>> BEGIN Selection
Posted by TylerDurden on 2009-08-28
Good deck from Joe Beninato who's been a very successful startup Founder.
Posted by KipMcC on 2009-08-26
Recently, I shared this outline & pitch deck example with the Capital Factory companies in Austin, Texas; you may find example slides, download the PPT template file, and read descriptions / discussion for each here:
1. Title Slide
* The get everyone in the room and sitting down slide; Don’t roll forward from here until you have everyone in the room and paying attention if you can help it.
2. Agenda + Company Overview
* Make sure you’re covering what they want to cover; ask if you’re missing anything before launching into the pitch
* This is also the slide to give a quick summary of your company. This summary is important because it will give any other partners at the firm you talking to a “snap shot” of you’re company after you’re gone; it’s helpful for other partners in the firm to have at-a-glace info on what you do, in what market, company details, and so on.
3. Market + Market Context
* Why is your market interesting? Are there any compelling dynamics currently at play?
* How do you fit in? This can help set up your unique competitive advantage / “secret sauce” slide.
4. One-slide company overview: THE SLIDE
* In many cases, your entire pitch will be an interactive conversation while sitting on a single slide; this should be that slide.
* Done right, this allows you to describe what you do, who you do it for, why that’s important and your vision for the future.
5. Business Model; How we make money
* How, exactly, does your company make money? Do you have any examples of this working so far?
* Does any part of your business act as a “loss leader” for another, more valuable part?
* Do you have two models running simultaneously? is that good or bad & why? Make sure you clearly describe and delineate between them…and hopefully describe how they benefit and support each.
6. Progress, Mile stones, look into the future
* What you’ve accomplished so far?
* What you plan to do in the near future? In what timeframe?
7. Competition & your company’s “Secret Sauce”
* You relative to others in your space.
* The question that you must answer well: if your company is successful, how will you defend its business from competitors who see your success and want some or all of it for themselves? What can you do differently? What can you do uniquely and realistically for how long? What CAN’T (or is really really hard to) be duplicated? What is your special tech, model, process, team advantage or unique solution?
8. Current Partners, Customers & Pipeline
* Who are you working with today? Who will be your customer tomorrow?
* How, exactly, do you acquire customers? How much does it cost to acquire them? What is your average deal size? How could your business increase the average deal size? What is the average deal size of other companies in this same market? Does this information align with the Market Size / Market Context data from Slide #3 ? (hint: it should) Once you have a customer, can you sell them MORE stuff more easily? Why / why not / how much / when will you have it to sell? What is the expected life-time value of a customer (be careful to think about this relative to the cost to acquire a customer)?
9. Financial Details (revenue, expense, HC, projections)
* What is your current and future headcount (this equates to your burn rate as headcount is almost always the biggest expense)?
* what is your current monthly/quarterly burn rate and how does that ramp over time?
* what is your current revenue and how does that ramp over time?
* How quickly are you approaching a cash-flow breakeven point?
* What’s your revenue run-rate 12 months from now? What’s the net loss / gain over the same period?
10. Funding “ask” + use of proceeds (timing, other firms)
11. Team Overview
12. Thank you, questions, contact info (no example slide)
* Create your own deck! Create a deck that allows you to tell your story according to your style; name the slides what you want; tell your story with text or pictures (within reason)
>> END Selection
>> BEGIN Supplied data
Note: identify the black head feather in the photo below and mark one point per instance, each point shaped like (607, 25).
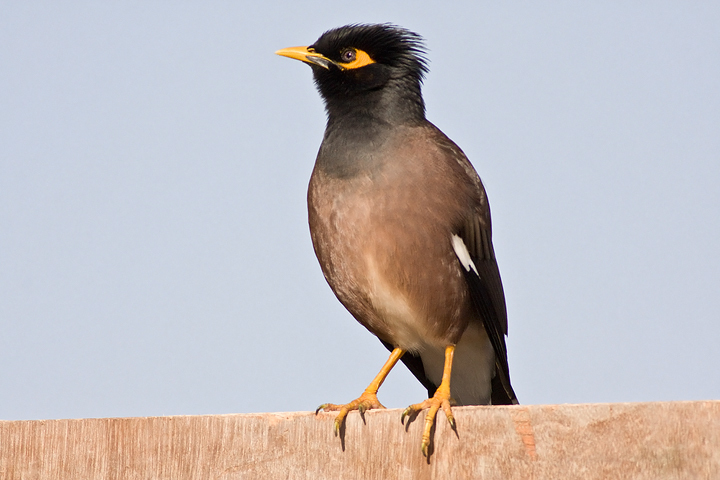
>> END Supplied data
Write out the part of the pitch deck outline that begins at the words "9. Financial Details" and stops after "cash-flow breakeven point?", and switch "burn rate" to "cash burn" wherever it occurs. This material has no connection to the pitch deck outline.

9. Financial Details (revenue, expense, HC, projections)
* What is your current and future headcount (this equates to your cash burn as headcount is almost always the biggest expense)?
* what is your current monthly/quarterly cash burn and how does that ramp over time?
* what is your current revenue and how does that ramp over time?
* How quickly are you approaching a cash-flow breakeven point?